━━━ SELECTED EXTRACT

Of course, what the students mean by “spiritual entity” is quite vague - but that is part of the point! They are convinced that resurrection of the dead means only some impersonal amorphous spiritual immortality. I often ask the same of catechists, or Joe and Jane Parishioner, even the adult candidates in the catechumenate originally from other mainstream Christian churches, and still I usually get a similar answer. Sadly, many college seminarians I have talked with think that the Frank de Capra theology is the Catholic teaching on immortality. Man Christians mistakenly think, too, that the Biblical-Christian view is that the body is intrinsically bad.
2.
So much so that I have been accused of making it up or of being “a heretic”!
3.
In this view, which is essentially Gnostic, two extremes are manifest: either the body can be denigrated and largely ignored as something in the way, or it is put on a pedestal and therefore the sole object of one's concern. This latter manifestation is of course a sort of escape. (In America this latter view is often coupled with the fascination of the superficial image of the body beautiful.) In both extremes, since the body is a mere outer shell, suffering and pain are to be avoided at all costs. Thus, suffering in the body has no value.

━━━━━━
━━━ DATASET ENTRIES

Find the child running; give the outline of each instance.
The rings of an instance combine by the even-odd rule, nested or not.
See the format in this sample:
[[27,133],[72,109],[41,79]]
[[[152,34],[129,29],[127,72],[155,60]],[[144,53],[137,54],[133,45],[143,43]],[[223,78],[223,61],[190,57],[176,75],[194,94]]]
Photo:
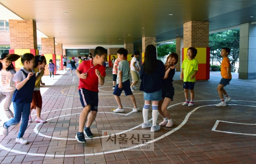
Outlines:
[[[79,142],[86,142],[84,133],[87,137],[90,138],[93,136],[90,127],[95,119],[98,112],[98,85],[99,84],[102,86],[105,82],[105,67],[103,65],[107,58],[107,53],[104,48],[96,47],[93,59],[82,62],[75,70],[75,73],[79,78],[78,90],[83,108],[79,118],[79,130],[75,137]],[[88,117],[87,124],[84,127],[89,112],[90,114]]]
[[124,48],[119,48],[117,50],[117,58],[120,60],[119,66],[118,66],[118,72],[117,72],[117,85],[115,87],[115,90],[113,92],[113,94],[118,104],[118,108],[114,110],[113,112],[117,113],[124,112],[124,109],[123,108],[123,105],[120,99],[120,95],[123,91],[124,91],[125,96],[129,96],[133,104],[133,109],[134,112],[138,112],[138,109],[136,105],[136,101],[135,97],[132,94],[132,90],[130,87],[130,78],[129,78],[129,62],[126,59],[128,54],[128,51]]
[[[218,86],[217,87],[217,90],[218,93],[219,98],[220,98],[221,102],[216,104],[215,105],[218,107],[226,107],[227,106],[226,102],[232,100],[227,93],[226,91],[223,88],[227,85],[230,84],[230,82],[232,79],[230,69],[230,62],[228,55],[230,53],[230,49],[227,47],[224,47],[221,50],[220,55],[223,57],[223,60],[221,62],[220,68],[220,74],[222,78],[219,82]],[[223,94],[224,94],[226,97],[224,101]]]
[[[189,107],[194,106],[194,86],[196,82],[196,74],[198,71],[198,62],[195,59],[197,54],[197,50],[194,47],[190,47],[188,49],[187,56],[188,59],[183,60],[181,66],[181,80],[184,79],[183,88],[185,93],[186,101],[182,105]],[[190,90],[190,101],[188,101],[188,89]]]
[[166,60],[165,65],[165,76],[162,86],[162,100],[159,102],[158,112],[164,119],[159,124],[160,126],[172,127],[173,125],[170,113],[167,111],[167,107],[174,95],[174,88],[173,86],[173,78],[175,74],[175,65],[178,62],[179,56],[174,52],[171,53]]
[[7,53],[2,54],[0,56],[0,103],[6,98],[4,111],[8,119],[13,118],[13,113],[10,110],[10,106],[15,90],[15,83],[13,79],[16,71],[11,62],[17,60],[20,57],[19,55]]
[[[157,59],[156,48],[153,45],[148,45],[145,51],[144,62],[141,66],[140,79],[141,83],[139,90],[144,92],[145,104],[142,112],[144,123],[142,127],[151,127],[151,131],[154,132],[161,129],[157,125],[158,117],[158,104],[162,100],[161,87],[165,75],[165,66],[163,62]],[[153,125],[148,121],[148,109],[151,101]]]
[[[30,113],[30,104],[33,99],[33,92],[36,82],[35,72],[33,70],[35,65],[35,58],[31,53],[25,53],[21,56],[21,63],[23,67],[17,72],[13,78],[16,82],[16,89],[13,93],[12,102],[14,109],[14,117],[4,123],[3,125],[3,135],[8,135],[8,128],[19,123],[22,116],[22,121],[19,127],[19,132],[16,138],[16,142],[26,144],[28,141],[23,138],[23,135],[28,124]],[[39,68],[39,71],[41,71]]]
[[[51,61],[52,63],[53,63],[53,60],[51,59],[50,60],[50,62],[51,62]],[[41,55],[35,56],[35,63],[34,71],[37,75],[37,80],[36,81],[35,88],[34,89],[34,91],[33,92],[33,99],[32,103],[31,103],[30,113],[30,114],[28,122],[32,122],[32,120],[31,117],[31,112],[33,109],[36,109],[36,108],[37,117],[36,117],[36,122],[45,123],[46,123],[47,121],[42,119],[41,118],[41,110],[42,109],[42,96],[41,95],[41,93],[40,92],[40,84],[43,86],[45,85],[45,84],[42,82],[41,80],[42,77],[44,75],[45,73],[45,67],[47,63],[45,57]],[[49,64],[49,66],[50,66],[50,64]],[[55,66],[54,64],[53,64],[53,65],[51,65],[51,67],[53,67],[53,67],[50,67],[50,71],[52,71],[51,69],[53,69],[53,71],[54,71],[54,70]],[[49,66],[48,66],[48,69],[49,69]]]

━━━━━━

SET EXERCISE 1 — From the passage on Christian views of the body, list the people the author says they often put the same question to.
SET EXERCISE 2 — In the passage on Christian views of the body, what does the author say the view with two extremes essentially is?
SET EXERCISE 3 — Reproduce the part of the passage on Christian views of the body that opens with the words "Of course, what" and closes with "is intrinsically bad.", substituting "religion teachers" for "catechists".

COMPLETE RESPONSE 1 —
- catechists
- Joe and Jane Parishioner
- the adult candidates in the catechumenate originally from other mainstream Christian churches

COMPLETE RESPONSE 2 — It is essentially Gnostic.

COMPLETE RESPONSE 3 —
Of course, what the students mean by “spiritual entity” is quite vague - but that is part of the point! They are convinced that resurrection of the dead means only some impersonal amorphous spiritual immortality. I often ask the same of religion teachers, or Joe and Jane Parishioner, even the adult candidates in the catechumenate originally from other mainstream Christian churches, and still I usually get a similar answer. Sadly, many college seminarians I have talked with think that the Frank de Capra theology is the Catholic teaching on immortality. Man Christians mistakenly think, too, that the Biblical-Christian view is that the body is intrinsically bad.